> [Arbeitsauftrag A] Bei welchem Anlass werden laut Ausgangstext rasch allerhand Waffen aufgefahren?
> [Arbeitsauftrag B] Führe bitte alle Sätze aus dem Ausgangstext an, die mit „Aber“, „Doch“ oder „Ja“ beginnen.

> [Ausgangstext]
..............................

Neu-Übersetzung von Senecas Von der Kürze des Lebens – Kapitel 3

Eigentlich haben sich sämtliche brillanten Geister aller Zeiten diesem Thema gewidmet. Doch es ist ihnen nie gelungen, ihr Staunen über die Verblendung des menschlichen Geistes angemessen auszudrücken.

Die Menschen lassen es nicht zu, dass sich jemand ihren Besitz unter den Nagel reißt. Selbst beim geringsten Streit über die Grundstücksgrenze werden rasch allerhand Waffen aufgefahren.
Aber sie erlauben es anderen, in ihr Leben einzudringen. Ja, sie führen andere sogar ein, um zukünftig davon Besitz zu ergreifen.

Ich kenne niemanden, der bereitwillig sein Geld verteilt. Aber an wie viele verteilt jeder von uns sein Leben?!

Wenn es um die eigenen Besitz geht, zeigen sich die meisten knausrig. Geht es jedoch um Zeitvergeudung, werden sie verschwenderisch. Und das gerade im einzigem Fall, bei dem Geiz ehrwürdig wäre.

..............................

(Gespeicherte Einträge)
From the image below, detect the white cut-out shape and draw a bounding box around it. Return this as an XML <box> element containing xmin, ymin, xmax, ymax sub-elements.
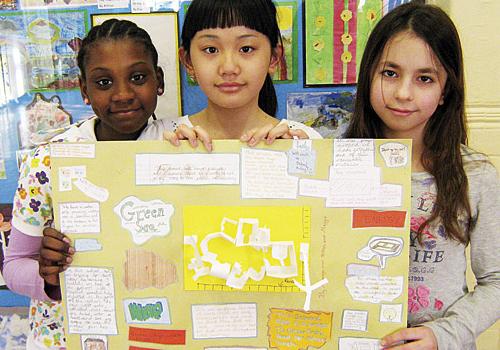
<box><xmin>293</xmin><ymin>243</ymin><xmax>328</xmax><ymax>311</ymax></box>
<box><xmin>345</xmin><ymin>276</ymin><xmax>404</xmax><ymax>304</ymax></box>
<box><xmin>379</xmin><ymin>142</ymin><xmax>408</xmax><ymax>168</ymax></box>
<box><xmin>184</xmin><ymin>218</ymin><xmax>298</xmax><ymax>289</ymax></box>
<box><xmin>347</xmin><ymin>264</ymin><xmax>381</xmax><ymax>276</ymax></box>
<box><xmin>80</xmin><ymin>334</ymin><xmax>108</xmax><ymax>350</ymax></box>
<box><xmin>264</xmin><ymin>241</ymin><xmax>299</xmax><ymax>278</ymax></box>
<box><xmin>73</xmin><ymin>178</ymin><xmax>109</xmax><ymax>203</ymax></box>
<box><xmin>235</xmin><ymin>218</ymin><xmax>259</xmax><ymax>247</ymax></box>
<box><xmin>342</xmin><ymin>309</ymin><xmax>368</xmax><ymax>332</ymax></box>
<box><xmin>75</xmin><ymin>238</ymin><xmax>102</xmax><ymax>252</ymax></box>
<box><xmin>380</xmin><ymin>304</ymin><xmax>403</xmax><ymax>323</ymax></box>
<box><xmin>114</xmin><ymin>196</ymin><xmax>174</xmax><ymax>245</ymax></box>
<box><xmin>339</xmin><ymin>337</ymin><xmax>380</xmax><ymax>350</ymax></box>
<box><xmin>123</xmin><ymin>298</ymin><xmax>172</xmax><ymax>324</ymax></box>
<box><xmin>358</xmin><ymin>236</ymin><xmax>403</xmax><ymax>269</ymax></box>
<box><xmin>191</xmin><ymin>303</ymin><xmax>257</xmax><ymax>339</ymax></box>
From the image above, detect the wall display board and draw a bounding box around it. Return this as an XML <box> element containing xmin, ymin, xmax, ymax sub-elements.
<box><xmin>51</xmin><ymin>140</ymin><xmax>411</xmax><ymax>350</ymax></box>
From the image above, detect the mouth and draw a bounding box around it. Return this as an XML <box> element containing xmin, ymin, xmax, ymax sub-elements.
<box><xmin>215</xmin><ymin>82</ymin><xmax>244</xmax><ymax>92</ymax></box>
<box><xmin>387</xmin><ymin>106</ymin><xmax>416</xmax><ymax>117</ymax></box>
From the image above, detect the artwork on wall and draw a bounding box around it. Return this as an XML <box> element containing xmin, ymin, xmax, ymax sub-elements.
<box><xmin>0</xmin><ymin>10</ymin><xmax>88</xmax><ymax>92</ymax></box>
<box><xmin>91</xmin><ymin>12</ymin><xmax>182</xmax><ymax>119</ymax></box>
<box><xmin>303</xmin><ymin>0</ymin><xmax>384</xmax><ymax>86</ymax></box>
<box><xmin>286</xmin><ymin>89</ymin><xmax>356</xmax><ymax>138</ymax></box>
<box><xmin>18</xmin><ymin>92</ymin><xmax>72</xmax><ymax>148</ymax></box>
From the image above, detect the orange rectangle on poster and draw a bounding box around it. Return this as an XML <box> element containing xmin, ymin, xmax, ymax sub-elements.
<box><xmin>128</xmin><ymin>327</ymin><xmax>186</xmax><ymax>345</ymax></box>
<box><xmin>352</xmin><ymin>209</ymin><xmax>406</xmax><ymax>228</ymax></box>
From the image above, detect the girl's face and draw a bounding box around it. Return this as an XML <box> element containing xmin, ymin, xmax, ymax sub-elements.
<box><xmin>80</xmin><ymin>39</ymin><xmax>164</xmax><ymax>140</ymax></box>
<box><xmin>370</xmin><ymin>32</ymin><xmax>447</xmax><ymax>141</ymax></box>
<box><xmin>179</xmin><ymin>26</ymin><xmax>281</xmax><ymax>109</ymax></box>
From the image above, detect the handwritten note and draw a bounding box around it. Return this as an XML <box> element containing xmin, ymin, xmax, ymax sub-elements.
<box><xmin>63</xmin><ymin>267</ymin><xmax>117</xmax><ymax>334</ymax></box>
<box><xmin>333</xmin><ymin>139</ymin><xmax>375</xmax><ymax>168</ymax></box>
<box><xmin>59</xmin><ymin>202</ymin><xmax>101</xmax><ymax>233</ymax></box>
<box><xmin>379</xmin><ymin>142</ymin><xmax>408</xmax><ymax>168</ymax></box>
<box><xmin>342</xmin><ymin>310</ymin><xmax>368</xmax><ymax>332</ymax></box>
<box><xmin>345</xmin><ymin>276</ymin><xmax>403</xmax><ymax>304</ymax></box>
<box><xmin>50</xmin><ymin>142</ymin><xmax>95</xmax><ymax>158</ymax></box>
<box><xmin>191</xmin><ymin>303</ymin><xmax>257</xmax><ymax>339</ymax></box>
<box><xmin>135</xmin><ymin>154</ymin><xmax>240</xmax><ymax>185</ymax></box>
<box><xmin>268</xmin><ymin>308</ymin><xmax>332</xmax><ymax>350</ymax></box>
<box><xmin>241</xmin><ymin>148</ymin><xmax>298</xmax><ymax>199</ymax></box>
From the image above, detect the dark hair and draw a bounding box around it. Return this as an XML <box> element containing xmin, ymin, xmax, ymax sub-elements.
<box><xmin>345</xmin><ymin>3</ymin><xmax>473</xmax><ymax>243</ymax></box>
<box><xmin>77</xmin><ymin>18</ymin><xmax>158</xmax><ymax>79</ymax></box>
<box><xmin>181</xmin><ymin>0</ymin><xmax>281</xmax><ymax>116</ymax></box>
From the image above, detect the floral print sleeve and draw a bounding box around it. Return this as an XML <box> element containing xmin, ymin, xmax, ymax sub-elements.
<box><xmin>12</xmin><ymin>145</ymin><xmax>53</xmax><ymax>236</ymax></box>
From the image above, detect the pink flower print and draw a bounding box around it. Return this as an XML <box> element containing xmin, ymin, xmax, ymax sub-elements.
<box><xmin>434</xmin><ymin>299</ymin><xmax>444</xmax><ymax>311</ymax></box>
<box><xmin>408</xmin><ymin>285</ymin><xmax>431</xmax><ymax>313</ymax></box>
<box><xmin>410</xmin><ymin>216</ymin><xmax>436</xmax><ymax>238</ymax></box>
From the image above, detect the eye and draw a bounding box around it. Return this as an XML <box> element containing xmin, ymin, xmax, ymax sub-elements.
<box><xmin>95</xmin><ymin>78</ymin><xmax>113</xmax><ymax>88</ymax></box>
<box><xmin>130</xmin><ymin>73</ymin><xmax>146</xmax><ymax>84</ymax></box>
<box><xmin>240</xmin><ymin>46</ymin><xmax>255</xmax><ymax>53</ymax></box>
<box><xmin>382</xmin><ymin>69</ymin><xmax>398</xmax><ymax>78</ymax></box>
<box><xmin>203</xmin><ymin>46</ymin><xmax>218</xmax><ymax>54</ymax></box>
<box><xmin>418</xmin><ymin>75</ymin><xmax>434</xmax><ymax>84</ymax></box>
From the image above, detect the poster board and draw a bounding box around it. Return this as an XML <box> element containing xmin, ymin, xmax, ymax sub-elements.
<box><xmin>51</xmin><ymin>140</ymin><xmax>411</xmax><ymax>350</ymax></box>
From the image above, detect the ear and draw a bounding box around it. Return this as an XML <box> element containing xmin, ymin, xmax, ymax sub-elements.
<box><xmin>268</xmin><ymin>44</ymin><xmax>283</xmax><ymax>75</ymax></box>
<box><xmin>78</xmin><ymin>76</ymin><xmax>90</xmax><ymax>105</ymax></box>
<box><xmin>179</xmin><ymin>46</ymin><xmax>195</xmax><ymax>76</ymax></box>
<box><xmin>156</xmin><ymin>67</ymin><xmax>165</xmax><ymax>96</ymax></box>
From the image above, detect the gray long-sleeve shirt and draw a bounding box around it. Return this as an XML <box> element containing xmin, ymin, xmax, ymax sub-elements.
<box><xmin>408</xmin><ymin>146</ymin><xmax>500</xmax><ymax>350</ymax></box>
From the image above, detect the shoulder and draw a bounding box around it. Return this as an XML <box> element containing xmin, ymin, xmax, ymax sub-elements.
<box><xmin>137</xmin><ymin>115</ymin><xmax>192</xmax><ymax>140</ymax></box>
<box><xmin>282</xmin><ymin>119</ymin><xmax>323</xmax><ymax>139</ymax></box>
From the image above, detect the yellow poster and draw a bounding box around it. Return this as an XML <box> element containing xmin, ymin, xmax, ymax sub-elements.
<box><xmin>51</xmin><ymin>140</ymin><xmax>411</xmax><ymax>350</ymax></box>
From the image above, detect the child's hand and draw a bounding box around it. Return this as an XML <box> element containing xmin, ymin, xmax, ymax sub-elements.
<box><xmin>163</xmin><ymin>124</ymin><xmax>212</xmax><ymax>152</ymax></box>
<box><xmin>38</xmin><ymin>227</ymin><xmax>75</xmax><ymax>286</ymax></box>
<box><xmin>380</xmin><ymin>326</ymin><xmax>437</xmax><ymax>350</ymax></box>
<box><xmin>240</xmin><ymin>122</ymin><xmax>309</xmax><ymax>147</ymax></box>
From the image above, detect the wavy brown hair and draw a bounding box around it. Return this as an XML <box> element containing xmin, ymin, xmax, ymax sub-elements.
<box><xmin>345</xmin><ymin>3</ymin><xmax>473</xmax><ymax>244</ymax></box>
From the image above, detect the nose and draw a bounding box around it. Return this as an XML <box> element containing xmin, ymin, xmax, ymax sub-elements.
<box><xmin>395</xmin><ymin>79</ymin><xmax>413</xmax><ymax>101</ymax></box>
<box><xmin>111</xmin><ymin>81</ymin><xmax>135</xmax><ymax>103</ymax></box>
<box><xmin>219</xmin><ymin>51</ymin><xmax>240</xmax><ymax>75</ymax></box>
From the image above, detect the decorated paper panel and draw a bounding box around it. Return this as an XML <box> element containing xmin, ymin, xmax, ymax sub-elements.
<box><xmin>51</xmin><ymin>139</ymin><xmax>411</xmax><ymax>350</ymax></box>
<box><xmin>304</xmin><ymin>0</ymin><xmax>382</xmax><ymax>86</ymax></box>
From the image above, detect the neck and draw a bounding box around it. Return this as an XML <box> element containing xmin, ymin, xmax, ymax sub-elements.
<box><xmin>189</xmin><ymin>101</ymin><xmax>279</xmax><ymax>139</ymax></box>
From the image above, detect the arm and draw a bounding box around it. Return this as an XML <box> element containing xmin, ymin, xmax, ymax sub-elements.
<box><xmin>3</xmin><ymin>146</ymin><xmax>56</xmax><ymax>300</ymax></box>
<box><xmin>424</xmin><ymin>164</ymin><xmax>500</xmax><ymax>350</ymax></box>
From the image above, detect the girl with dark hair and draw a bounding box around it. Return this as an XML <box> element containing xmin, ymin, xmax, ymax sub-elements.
<box><xmin>141</xmin><ymin>0</ymin><xmax>321</xmax><ymax>150</ymax></box>
<box><xmin>346</xmin><ymin>3</ymin><xmax>500</xmax><ymax>350</ymax></box>
<box><xmin>3</xmin><ymin>19</ymin><xmax>164</xmax><ymax>349</ymax></box>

..............................

> [Schriftliche Lösung A] Selbst beim geringsten Streit über die Grundstücksgrenze.

> [Schriftliche Lösung B]
- Doch es ist ihnen nie gelungen, ihr Staunen über die Verblendung des menschlichen Geistes angemessen auszudrücken.
- Aber sie erlauben es anderen, in ihr Leben einzudringen.
- Ja, sie führen andere sogar ein, um zukünftig davon Besitz zu ergreifen.
- Aber an wie viele verteilt jeder von uns sein Leben?!